- SET PROBLEM:
Your task is to output all the records below, word for word.

-- start of STORED RECORDS --

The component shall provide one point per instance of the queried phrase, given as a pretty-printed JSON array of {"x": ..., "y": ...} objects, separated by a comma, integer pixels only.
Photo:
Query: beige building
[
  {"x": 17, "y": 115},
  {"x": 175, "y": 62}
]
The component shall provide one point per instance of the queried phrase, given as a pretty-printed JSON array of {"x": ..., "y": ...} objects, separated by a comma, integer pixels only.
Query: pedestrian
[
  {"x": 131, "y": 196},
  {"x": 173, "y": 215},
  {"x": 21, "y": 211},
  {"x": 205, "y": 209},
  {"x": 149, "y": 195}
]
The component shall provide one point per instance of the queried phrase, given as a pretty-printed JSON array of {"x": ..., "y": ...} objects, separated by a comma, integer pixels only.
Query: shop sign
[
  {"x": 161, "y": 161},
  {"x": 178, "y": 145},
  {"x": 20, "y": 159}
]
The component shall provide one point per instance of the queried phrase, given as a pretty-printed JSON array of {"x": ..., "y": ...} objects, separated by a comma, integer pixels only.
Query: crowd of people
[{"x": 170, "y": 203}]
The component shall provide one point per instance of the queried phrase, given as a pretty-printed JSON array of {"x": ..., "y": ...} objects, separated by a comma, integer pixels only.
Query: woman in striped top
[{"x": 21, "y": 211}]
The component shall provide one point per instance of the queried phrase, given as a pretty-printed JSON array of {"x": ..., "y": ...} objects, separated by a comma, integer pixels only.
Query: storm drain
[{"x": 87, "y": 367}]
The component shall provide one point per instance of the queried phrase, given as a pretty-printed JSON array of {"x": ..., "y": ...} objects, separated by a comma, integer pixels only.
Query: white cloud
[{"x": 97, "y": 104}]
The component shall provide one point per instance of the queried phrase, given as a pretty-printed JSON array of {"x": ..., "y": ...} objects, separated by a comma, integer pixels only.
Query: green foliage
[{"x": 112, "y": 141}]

-- end of STORED RECORDS --

- WRITTEN REPLY:
The component shall provide one point per instance of the queried phrase, given as a pretty-printed JSON array of {"x": ..., "y": ...} objects, separated by a comma, integer pixels only.
Photo:
Query: beige building
[
  {"x": 17, "y": 115},
  {"x": 175, "y": 62}
]
The component shall provide one point per instance of the queried phrase, given as a pretty-printed JSON array of {"x": ..., "y": ...} objects, separated by a comma, integer pixels only.
Query: pedestrian
[
  {"x": 131, "y": 196},
  {"x": 173, "y": 215},
  {"x": 21, "y": 211},
  {"x": 205, "y": 209},
  {"x": 149, "y": 195}
]
The component shall provide one point per instance of the queried phrase, given as a pretty-printed JSON array of {"x": ..., "y": ...} objects, separated by a comma, integer pixels only.
Query: shop sign
[
  {"x": 161, "y": 161},
  {"x": 178, "y": 145},
  {"x": 20, "y": 159}
]
The component shall provide one point per instance of the queried phrase, given as a pretty-printed JSON array of {"x": ..., "y": ...} objects, separated by a comma, integer pixels only.
Query: crowd of people
[{"x": 170, "y": 203}]
The component shall provide one point per instance of the queried phrase, given as a pretty-printed JSON array of {"x": ..., "y": ...} objects, separated by a comma, integer pixels only.
Query: woman in striped top
[{"x": 21, "y": 211}]
The component shall provide one point per instance of the queried phrase, given as a pretty-printed JSON array of {"x": ..., "y": ...} objects, separated by a comma, integer pixels only.
Query: storm drain
[{"x": 87, "y": 367}]
The component shall provide one point per instance of the queried phrase, given as a pretty-printed JSON array of {"x": ..., "y": ...} objects, separated by a comma, integer pixels only.
Query: white cloud
[{"x": 97, "y": 104}]
The component shall provide one point per instance of the queried phrase, given as a pretty-printed JSON array of {"x": ..., "y": ...} objects, separated by a comma, integer pixels only.
Query: green foliage
[{"x": 112, "y": 141}]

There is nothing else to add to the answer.